> [DATA EXTRACT]:
--- --- ---

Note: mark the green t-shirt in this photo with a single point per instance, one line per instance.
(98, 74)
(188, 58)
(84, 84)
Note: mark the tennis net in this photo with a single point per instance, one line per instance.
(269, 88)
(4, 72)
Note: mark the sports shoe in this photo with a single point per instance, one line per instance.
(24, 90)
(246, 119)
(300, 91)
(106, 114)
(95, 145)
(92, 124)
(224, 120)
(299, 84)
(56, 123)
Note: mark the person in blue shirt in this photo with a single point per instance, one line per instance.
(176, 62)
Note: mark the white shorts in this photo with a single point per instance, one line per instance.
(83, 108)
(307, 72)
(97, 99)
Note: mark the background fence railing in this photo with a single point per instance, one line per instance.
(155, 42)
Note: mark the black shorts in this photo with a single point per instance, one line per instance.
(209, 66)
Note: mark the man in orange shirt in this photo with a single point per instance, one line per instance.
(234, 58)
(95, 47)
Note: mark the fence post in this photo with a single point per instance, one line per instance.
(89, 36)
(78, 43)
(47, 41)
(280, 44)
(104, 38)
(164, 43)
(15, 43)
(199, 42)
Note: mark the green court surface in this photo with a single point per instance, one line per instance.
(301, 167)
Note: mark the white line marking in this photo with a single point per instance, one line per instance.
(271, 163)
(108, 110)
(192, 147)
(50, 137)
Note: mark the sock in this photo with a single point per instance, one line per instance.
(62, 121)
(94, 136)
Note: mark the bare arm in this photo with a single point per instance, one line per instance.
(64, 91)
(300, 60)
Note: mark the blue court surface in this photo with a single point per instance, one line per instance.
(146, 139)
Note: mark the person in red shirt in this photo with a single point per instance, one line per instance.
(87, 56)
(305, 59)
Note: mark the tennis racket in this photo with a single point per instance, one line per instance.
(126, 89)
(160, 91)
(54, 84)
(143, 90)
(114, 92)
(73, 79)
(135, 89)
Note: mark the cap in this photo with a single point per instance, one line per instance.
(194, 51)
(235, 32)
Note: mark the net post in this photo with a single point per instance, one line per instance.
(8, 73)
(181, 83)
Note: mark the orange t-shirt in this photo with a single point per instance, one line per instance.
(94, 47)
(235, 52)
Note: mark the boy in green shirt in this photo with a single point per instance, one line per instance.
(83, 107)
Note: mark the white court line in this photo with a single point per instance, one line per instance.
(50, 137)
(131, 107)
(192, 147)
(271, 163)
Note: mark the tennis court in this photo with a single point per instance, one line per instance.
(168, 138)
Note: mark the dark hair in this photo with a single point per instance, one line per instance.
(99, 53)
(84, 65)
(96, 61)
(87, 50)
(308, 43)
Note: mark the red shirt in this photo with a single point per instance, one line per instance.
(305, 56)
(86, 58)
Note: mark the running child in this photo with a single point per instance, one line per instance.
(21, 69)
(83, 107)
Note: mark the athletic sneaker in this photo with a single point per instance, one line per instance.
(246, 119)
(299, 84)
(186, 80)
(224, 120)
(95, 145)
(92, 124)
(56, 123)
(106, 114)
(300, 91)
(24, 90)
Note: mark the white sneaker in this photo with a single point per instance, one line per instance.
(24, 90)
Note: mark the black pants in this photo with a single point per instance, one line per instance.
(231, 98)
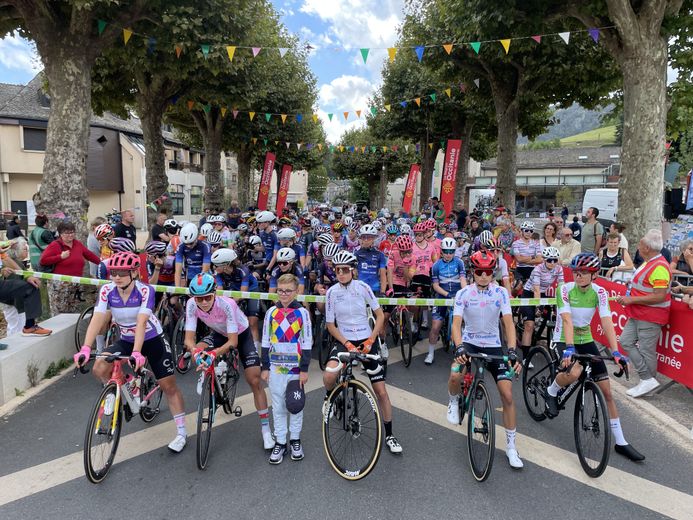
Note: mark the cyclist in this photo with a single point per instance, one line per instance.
(448, 276)
(482, 305)
(228, 329)
(192, 253)
(542, 278)
(286, 263)
(231, 276)
(576, 304)
(347, 303)
(129, 303)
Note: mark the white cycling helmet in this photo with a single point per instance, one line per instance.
(551, 253)
(223, 256)
(448, 243)
(368, 229)
(286, 254)
(189, 233)
(264, 216)
(286, 234)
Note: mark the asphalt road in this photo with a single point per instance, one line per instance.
(41, 472)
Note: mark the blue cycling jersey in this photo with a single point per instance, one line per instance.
(193, 258)
(448, 274)
(370, 261)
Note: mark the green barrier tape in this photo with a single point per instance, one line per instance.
(427, 302)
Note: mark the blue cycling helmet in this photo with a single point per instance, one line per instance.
(202, 284)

--- --- ---

> [TASK DIRECTIONS]:
Restate each line of the records exactly; pictures do not belong in the copy.

> [TASK RESPONSE]:
Note: mark the green t-shirt in this photo with a single point per instance, one line per instance.
(98, 74)
(188, 58)
(84, 84)
Note: mark the tennis net in this photo with a single point per instance, one line per instance.
(269, 88)
(4, 72)
Note: mark the sports shoe in this photo with a single point per instance, one line per instance.
(24, 90)
(246, 119)
(300, 91)
(106, 114)
(95, 145)
(92, 124)
(224, 120)
(299, 84)
(56, 123)
Note: mark the person in blue shirt in this photo with a single point per instance, one line per instance.
(176, 62)
Note: mark the white shorts in this photo with a single point per instance, one line per instance.
(83, 108)
(307, 72)
(97, 99)
Note: mark the background fence railing in this photo with a single point per instance, one line per instance.
(155, 42)
Note: mark the black shorts in this photo with a single point per instance, one line per instance.
(209, 66)
Note: mark the man in orange shirt in this photo with a single point per instance, one line per instance.
(234, 58)
(95, 47)
Note: mark the fence post in this photo with a single point per instance, one line per instance.
(89, 36)
(78, 43)
(47, 41)
(280, 44)
(104, 38)
(164, 43)
(15, 43)
(199, 42)
Note: mark the green court surface in this photo with a single point per instance, one line per instance.
(301, 167)
Note: mark the white line marking in this photo with a single point per instance, one line per instance.
(271, 163)
(108, 110)
(192, 147)
(50, 137)
Note: mark the sock in this photo with a single point per instance, one line per instance.
(62, 121)
(94, 136)
Note: mark the bare arm in this photo with a single point per instance, one line per instance.
(64, 91)
(300, 60)
Note: mark the blue court surface in this photo with a single point per instance, one line per instance.
(146, 139)
Note: mark the person in red shirt in this photo with a single point per instance, one line per instance.
(87, 56)
(305, 59)
Note: mark the tennis racket in this photo with a single point per instance, one line per instance.
(126, 89)
(160, 91)
(54, 84)
(143, 90)
(114, 92)
(73, 79)
(135, 89)
Note: mark the cap in this photo with a single point per instance, one line per instance.
(194, 51)
(235, 32)
Note: mark the net post in this photo with a single point per instance, one line per instance.
(8, 73)
(181, 83)
Note: mark the orange t-shirt in this photo with a single point per instance, one line per instance.
(94, 47)
(235, 52)
Note: mark the boy in green shirt in this photo with a single point per instance, one line per instance.
(83, 107)
Note: mark the white court line in this photo with a single point per instance, one line per instance.
(50, 137)
(131, 107)
(192, 147)
(271, 163)
Note: mark the tennis court in this photo with a single point per instance, one line per instance.
(168, 138)
Note: mark the dark hair in this photo with a single point per instance, one line per instance.
(99, 53)
(84, 65)
(96, 61)
(87, 50)
(308, 43)
Note: mark the red shirt in this photo with a single point per instance, one line per instance.
(305, 56)
(86, 58)
Note: mark the running child in this photo with a single point per instance, one line per instance.
(21, 69)
(83, 107)
Note: mark the athletic sneaker in this photo with a single point per instance, one line per instance.
(246, 119)
(299, 84)
(186, 80)
(224, 120)
(95, 145)
(92, 124)
(56, 123)
(106, 114)
(300, 91)
(24, 90)
Note: mark the white sneaker in this photo with a single point per instance, one line per instance.
(24, 90)
Note: mark the black pants in this photo with a single point per instance, one line per instance.
(231, 98)
Note: mark the cyclist in this photo with a single point per instance, one line per instance.
(448, 276)
(482, 305)
(228, 329)
(192, 253)
(542, 278)
(286, 263)
(231, 276)
(576, 304)
(347, 303)
(129, 303)
Note: mark the white cycling helmet in this photo with a single point per instance, one line per instance.
(551, 253)
(223, 256)
(448, 243)
(368, 229)
(286, 254)
(189, 233)
(264, 216)
(286, 234)
Note: mark the asphalt road in this photo with a single point per instance, one line per instance.
(41, 472)
Note: mark the blue cycling jersey in this photo with a single point per instance, one line per instance.
(193, 258)
(448, 274)
(370, 261)
Note: mark the green barrier tape in this photo with a single point per instance, one line per instance.
(427, 302)
Note: mark the blue cycling helmet in this photo with a single point per instance, one line per instance.
(202, 284)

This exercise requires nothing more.